[INPUT RECORDS Boundary: Start]

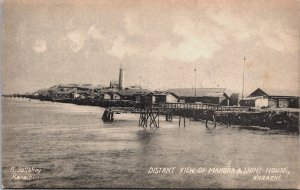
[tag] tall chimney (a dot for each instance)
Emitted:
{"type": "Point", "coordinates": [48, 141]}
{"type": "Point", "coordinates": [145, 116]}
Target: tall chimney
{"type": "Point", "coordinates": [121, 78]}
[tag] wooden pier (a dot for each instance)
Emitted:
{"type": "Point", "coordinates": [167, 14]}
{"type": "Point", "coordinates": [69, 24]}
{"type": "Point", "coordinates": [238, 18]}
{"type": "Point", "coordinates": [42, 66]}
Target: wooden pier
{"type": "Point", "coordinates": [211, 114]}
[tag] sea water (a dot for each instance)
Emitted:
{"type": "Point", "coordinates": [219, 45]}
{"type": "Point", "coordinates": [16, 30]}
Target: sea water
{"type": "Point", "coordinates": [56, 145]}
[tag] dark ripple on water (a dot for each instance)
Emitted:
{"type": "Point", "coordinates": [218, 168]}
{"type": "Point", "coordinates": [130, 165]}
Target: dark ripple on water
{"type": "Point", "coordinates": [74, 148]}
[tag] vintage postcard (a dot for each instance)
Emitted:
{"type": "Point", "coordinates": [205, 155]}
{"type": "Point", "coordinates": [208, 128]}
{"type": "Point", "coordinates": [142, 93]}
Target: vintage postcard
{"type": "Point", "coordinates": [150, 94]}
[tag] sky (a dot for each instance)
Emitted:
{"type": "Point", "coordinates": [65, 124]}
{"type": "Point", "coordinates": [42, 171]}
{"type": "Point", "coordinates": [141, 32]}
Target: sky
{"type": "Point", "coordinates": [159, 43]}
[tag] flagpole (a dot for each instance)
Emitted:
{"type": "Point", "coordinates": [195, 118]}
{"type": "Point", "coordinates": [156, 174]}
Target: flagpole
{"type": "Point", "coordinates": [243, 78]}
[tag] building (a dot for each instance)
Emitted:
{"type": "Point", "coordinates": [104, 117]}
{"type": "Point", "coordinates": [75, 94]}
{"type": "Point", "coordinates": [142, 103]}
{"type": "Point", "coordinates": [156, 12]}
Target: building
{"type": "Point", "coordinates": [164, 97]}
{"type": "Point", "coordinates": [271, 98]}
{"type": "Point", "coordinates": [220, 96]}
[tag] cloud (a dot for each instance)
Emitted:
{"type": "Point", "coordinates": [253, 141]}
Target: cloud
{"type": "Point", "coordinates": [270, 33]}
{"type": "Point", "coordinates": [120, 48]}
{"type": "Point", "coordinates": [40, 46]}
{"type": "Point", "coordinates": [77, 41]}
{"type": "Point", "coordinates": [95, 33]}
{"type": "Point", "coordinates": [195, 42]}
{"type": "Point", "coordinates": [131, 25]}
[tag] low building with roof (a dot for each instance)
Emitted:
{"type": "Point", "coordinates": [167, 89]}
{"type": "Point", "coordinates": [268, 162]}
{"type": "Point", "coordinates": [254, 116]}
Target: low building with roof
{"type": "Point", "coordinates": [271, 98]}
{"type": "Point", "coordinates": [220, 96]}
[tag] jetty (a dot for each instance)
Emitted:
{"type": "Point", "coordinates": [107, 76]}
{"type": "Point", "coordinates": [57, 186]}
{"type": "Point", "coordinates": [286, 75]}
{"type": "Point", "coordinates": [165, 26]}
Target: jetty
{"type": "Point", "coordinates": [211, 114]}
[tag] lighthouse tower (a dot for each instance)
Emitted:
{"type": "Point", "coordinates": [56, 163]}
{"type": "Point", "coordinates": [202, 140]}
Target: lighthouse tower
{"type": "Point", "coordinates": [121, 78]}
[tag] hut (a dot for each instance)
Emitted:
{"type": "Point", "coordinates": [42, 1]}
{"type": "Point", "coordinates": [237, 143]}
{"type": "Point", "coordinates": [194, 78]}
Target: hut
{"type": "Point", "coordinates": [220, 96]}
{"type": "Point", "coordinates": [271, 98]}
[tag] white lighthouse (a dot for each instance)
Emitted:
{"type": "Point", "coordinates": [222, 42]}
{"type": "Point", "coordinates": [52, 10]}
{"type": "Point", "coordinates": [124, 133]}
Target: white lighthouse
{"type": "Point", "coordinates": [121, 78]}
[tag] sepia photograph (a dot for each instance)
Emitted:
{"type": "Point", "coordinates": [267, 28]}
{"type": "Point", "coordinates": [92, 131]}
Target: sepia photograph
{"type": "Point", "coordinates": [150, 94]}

[INPUT RECORDS Boundary: End]
[INPUT RECORDS Boundary: Start]

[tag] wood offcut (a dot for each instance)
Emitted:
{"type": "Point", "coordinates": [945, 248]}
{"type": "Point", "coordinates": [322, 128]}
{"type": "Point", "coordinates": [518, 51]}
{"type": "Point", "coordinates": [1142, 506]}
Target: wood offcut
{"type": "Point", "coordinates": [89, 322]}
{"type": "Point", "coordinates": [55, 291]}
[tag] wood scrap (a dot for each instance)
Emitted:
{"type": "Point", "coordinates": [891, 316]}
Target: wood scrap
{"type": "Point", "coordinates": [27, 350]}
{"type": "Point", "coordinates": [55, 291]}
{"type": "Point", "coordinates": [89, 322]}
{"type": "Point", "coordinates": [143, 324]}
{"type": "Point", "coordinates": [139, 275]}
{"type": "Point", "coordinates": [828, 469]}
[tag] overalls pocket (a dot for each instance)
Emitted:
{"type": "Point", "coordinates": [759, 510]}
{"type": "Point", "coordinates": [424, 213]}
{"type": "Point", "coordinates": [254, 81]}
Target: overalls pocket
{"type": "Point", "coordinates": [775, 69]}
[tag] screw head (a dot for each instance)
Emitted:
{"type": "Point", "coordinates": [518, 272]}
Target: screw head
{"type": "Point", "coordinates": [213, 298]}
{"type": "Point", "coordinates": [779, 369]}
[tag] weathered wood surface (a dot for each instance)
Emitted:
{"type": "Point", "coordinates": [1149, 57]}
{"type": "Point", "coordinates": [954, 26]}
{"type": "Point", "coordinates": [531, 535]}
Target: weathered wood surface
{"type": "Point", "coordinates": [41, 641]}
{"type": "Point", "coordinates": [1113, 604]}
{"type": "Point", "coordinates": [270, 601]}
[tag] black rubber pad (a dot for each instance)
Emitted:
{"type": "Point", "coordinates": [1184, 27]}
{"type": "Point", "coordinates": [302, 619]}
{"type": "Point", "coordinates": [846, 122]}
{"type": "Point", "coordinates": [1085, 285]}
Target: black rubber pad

[INPUT RECORDS Boundary: End]

** TASK DIRECTIONS **
Each line above that contains the word "black" should be returned.

** ANSWER AREA **
[tag] black rubber pad (a dot for each instance)
Target: black rubber pad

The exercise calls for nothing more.